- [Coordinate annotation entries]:

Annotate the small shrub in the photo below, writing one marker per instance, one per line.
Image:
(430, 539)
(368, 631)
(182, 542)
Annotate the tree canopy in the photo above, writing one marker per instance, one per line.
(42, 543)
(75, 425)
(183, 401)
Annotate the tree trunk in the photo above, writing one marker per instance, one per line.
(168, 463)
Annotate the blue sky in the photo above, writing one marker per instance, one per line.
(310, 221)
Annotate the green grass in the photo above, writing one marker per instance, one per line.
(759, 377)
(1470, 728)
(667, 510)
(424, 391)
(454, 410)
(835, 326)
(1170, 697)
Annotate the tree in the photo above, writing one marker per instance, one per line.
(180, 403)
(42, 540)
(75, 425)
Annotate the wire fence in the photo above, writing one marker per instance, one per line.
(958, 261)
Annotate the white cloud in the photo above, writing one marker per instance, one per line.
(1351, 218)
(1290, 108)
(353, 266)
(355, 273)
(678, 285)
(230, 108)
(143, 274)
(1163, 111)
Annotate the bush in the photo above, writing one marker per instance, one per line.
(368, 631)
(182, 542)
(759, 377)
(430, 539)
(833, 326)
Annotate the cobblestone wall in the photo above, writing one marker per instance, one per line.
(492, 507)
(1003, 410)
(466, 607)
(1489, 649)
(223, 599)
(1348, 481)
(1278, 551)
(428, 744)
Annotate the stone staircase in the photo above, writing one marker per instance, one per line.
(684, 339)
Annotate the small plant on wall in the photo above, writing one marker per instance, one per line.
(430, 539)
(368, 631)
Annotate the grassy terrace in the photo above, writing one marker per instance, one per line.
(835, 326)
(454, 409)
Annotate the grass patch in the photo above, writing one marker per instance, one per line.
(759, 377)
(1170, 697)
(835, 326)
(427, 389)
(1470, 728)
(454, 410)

- [What you will do]: Format the entries above as a two-column CSV with the header row instruction,coordinates. Give one row per entry, with its text in the first quoted field and its answer in the second, and replace every line break with a space.

- [Solution]:
instruction,coordinates
"Annotate the small shrub in the photo below, writing one marker per instance, one per line. Image:","(430, 539) (368, 631) (182, 542)"
"Annotate the tree canopy in the photo above, writing one marker per instance, one per line.","(42, 543) (75, 425) (183, 401)"
"Annotate the tree trunk in the photo above, writing one marker per instance, one per line.","(168, 463)"
"Annotate the blue sky in the photo above, writing one marker per instance, one per line.","(310, 221)"
"Annotate the green grass in the photo above, writing one marker per instance, one per line.","(759, 377) (1470, 728) (667, 510) (424, 391) (454, 410) (835, 326) (1170, 697)"
"Annotate the tree in the photo above, writing one marker per instance, one per line.","(180, 403) (42, 540) (75, 425)"
"Annotate the wire fence in the photo above, writing one marker per instance, one per line.","(958, 261)"
"Annotate the white cloud in the photo above, writing one marker per instance, one per line.","(1351, 218) (1290, 108) (353, 266) (355, 273) (678, 285) (230, 108) (143, 274) (1163, 111)"
"Annotate the bush in the photo above, writing one marker per instance, one per line.","(368, 631) (182, 542) (759, 377) (430, 539) (833, 326)"
"Annotate the cobblestone wall in the photo above, writing one marker per instance, one per line.","(492, 507) (1003, 410) (466, 607) (1489, 649) (223, 599) (1348, 481) (1278, 551) (428, 744)"
"Annotate the stone staircase in the photo above, writing one marker per instance, one per line.","(684, 339)"
"Annotate the small plant on wall in the photo above, writing one marker per instance, one per line.","(430, 539) (368, 631)"
"Annotate the grassy terrace in the photo above, writing one marker per instance, one per line.","(835, 326) (454, 409)"
"Annotate the grass patch in the photo above, writing one marker per instance, one per line.","(759, 377) (1170, 697) (835, 326) (427, 389) (1470, 728) (454, 410)"